(Stored data entries)
----------------

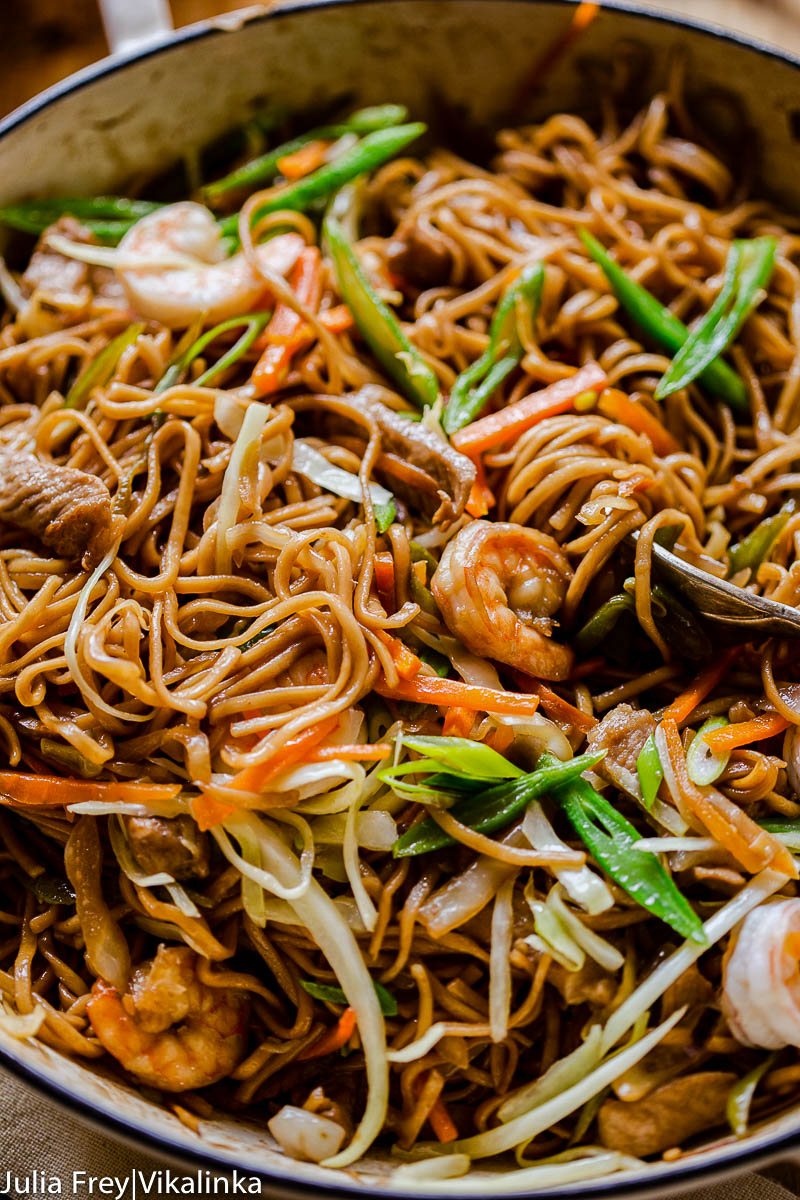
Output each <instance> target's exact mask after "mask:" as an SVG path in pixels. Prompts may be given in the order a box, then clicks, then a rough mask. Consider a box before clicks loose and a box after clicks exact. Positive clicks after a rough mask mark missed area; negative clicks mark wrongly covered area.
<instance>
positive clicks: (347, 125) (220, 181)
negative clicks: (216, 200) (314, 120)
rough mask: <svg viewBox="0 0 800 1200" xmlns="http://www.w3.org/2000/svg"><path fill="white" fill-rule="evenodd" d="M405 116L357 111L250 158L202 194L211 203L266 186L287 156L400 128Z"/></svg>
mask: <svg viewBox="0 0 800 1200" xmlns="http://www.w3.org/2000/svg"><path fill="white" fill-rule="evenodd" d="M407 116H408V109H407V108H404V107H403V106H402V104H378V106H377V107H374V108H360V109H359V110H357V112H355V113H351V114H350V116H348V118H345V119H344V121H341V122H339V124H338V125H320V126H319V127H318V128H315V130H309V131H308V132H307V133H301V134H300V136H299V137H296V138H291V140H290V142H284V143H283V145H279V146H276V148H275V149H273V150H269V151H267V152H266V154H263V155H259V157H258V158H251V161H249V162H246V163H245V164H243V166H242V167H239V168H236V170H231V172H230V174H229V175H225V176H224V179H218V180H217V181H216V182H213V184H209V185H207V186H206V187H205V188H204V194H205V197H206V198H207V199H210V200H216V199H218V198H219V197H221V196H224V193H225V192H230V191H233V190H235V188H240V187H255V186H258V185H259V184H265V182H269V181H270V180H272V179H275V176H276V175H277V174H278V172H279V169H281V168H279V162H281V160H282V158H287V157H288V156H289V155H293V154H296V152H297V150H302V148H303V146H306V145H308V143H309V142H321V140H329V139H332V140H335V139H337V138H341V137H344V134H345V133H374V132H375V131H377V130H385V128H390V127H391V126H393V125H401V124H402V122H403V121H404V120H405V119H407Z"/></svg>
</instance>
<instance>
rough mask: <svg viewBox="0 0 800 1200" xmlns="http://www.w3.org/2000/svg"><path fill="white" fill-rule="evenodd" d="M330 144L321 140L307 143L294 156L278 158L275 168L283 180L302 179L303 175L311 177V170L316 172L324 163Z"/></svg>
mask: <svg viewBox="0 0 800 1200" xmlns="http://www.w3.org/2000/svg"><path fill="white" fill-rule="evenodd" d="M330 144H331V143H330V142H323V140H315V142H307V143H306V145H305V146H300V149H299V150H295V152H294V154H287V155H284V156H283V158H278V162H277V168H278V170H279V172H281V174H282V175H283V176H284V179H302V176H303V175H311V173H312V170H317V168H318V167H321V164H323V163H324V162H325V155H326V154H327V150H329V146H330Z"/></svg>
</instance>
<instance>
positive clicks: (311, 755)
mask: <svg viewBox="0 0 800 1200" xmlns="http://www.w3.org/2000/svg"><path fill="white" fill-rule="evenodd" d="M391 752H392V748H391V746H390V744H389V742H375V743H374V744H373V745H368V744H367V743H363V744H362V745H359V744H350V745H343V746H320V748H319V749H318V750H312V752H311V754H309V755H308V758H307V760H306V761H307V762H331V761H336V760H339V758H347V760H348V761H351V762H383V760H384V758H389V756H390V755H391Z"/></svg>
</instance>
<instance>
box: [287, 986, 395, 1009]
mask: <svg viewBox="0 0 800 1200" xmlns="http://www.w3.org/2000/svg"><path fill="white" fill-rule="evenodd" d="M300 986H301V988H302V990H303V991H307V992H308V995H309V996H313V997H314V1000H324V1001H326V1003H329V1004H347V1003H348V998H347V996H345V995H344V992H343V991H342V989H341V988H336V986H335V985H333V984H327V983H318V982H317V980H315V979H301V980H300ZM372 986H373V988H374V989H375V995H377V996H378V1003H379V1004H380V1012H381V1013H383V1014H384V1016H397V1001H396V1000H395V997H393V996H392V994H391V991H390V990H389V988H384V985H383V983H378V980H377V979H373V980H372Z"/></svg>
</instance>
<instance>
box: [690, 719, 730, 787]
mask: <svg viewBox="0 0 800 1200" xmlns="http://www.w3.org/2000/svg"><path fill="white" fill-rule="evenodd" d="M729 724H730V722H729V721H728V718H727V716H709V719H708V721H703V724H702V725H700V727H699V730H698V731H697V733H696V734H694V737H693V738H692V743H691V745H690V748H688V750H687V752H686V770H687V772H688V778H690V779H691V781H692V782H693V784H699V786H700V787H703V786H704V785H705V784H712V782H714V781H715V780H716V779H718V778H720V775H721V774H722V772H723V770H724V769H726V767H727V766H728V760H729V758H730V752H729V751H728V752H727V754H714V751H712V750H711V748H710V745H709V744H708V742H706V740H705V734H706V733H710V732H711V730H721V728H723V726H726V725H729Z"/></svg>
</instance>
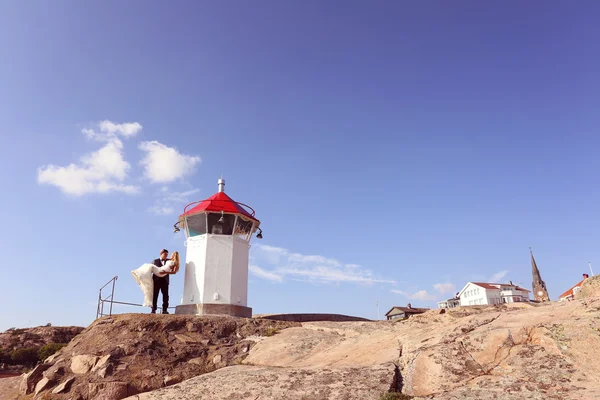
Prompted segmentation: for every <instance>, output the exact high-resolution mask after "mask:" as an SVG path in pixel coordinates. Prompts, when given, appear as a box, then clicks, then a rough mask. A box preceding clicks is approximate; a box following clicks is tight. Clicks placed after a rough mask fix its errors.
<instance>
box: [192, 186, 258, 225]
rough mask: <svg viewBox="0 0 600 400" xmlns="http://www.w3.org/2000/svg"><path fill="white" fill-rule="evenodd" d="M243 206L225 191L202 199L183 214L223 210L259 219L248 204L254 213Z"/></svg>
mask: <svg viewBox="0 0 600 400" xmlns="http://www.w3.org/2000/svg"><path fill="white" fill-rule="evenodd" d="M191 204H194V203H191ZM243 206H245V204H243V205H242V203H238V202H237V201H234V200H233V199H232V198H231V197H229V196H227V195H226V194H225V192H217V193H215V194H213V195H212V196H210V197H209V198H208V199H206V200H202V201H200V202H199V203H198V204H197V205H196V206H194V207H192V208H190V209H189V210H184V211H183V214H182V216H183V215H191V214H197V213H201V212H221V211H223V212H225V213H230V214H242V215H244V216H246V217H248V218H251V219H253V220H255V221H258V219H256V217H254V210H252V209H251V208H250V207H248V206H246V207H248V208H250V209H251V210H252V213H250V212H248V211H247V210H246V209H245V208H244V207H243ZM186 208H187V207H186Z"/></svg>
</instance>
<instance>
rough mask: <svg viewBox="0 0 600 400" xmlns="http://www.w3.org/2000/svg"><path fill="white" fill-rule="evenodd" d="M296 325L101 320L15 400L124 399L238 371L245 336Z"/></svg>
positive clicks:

----------------

> **What is being asked**
Would you report every line of the entries above containing the word "negative"?

> **Result below**
Output each <instance> target's exact mask after "mask:" as an SVG path in pixels. Prompts may be given in the order a box, then clicks, then a rough mask. Consider a box before clicks loose and a box after clicks exact. Positive clicks after a rough mask mark missed area; negative clicks mark wrongly covered area.
negative clicks: (216, 200) (314, 120)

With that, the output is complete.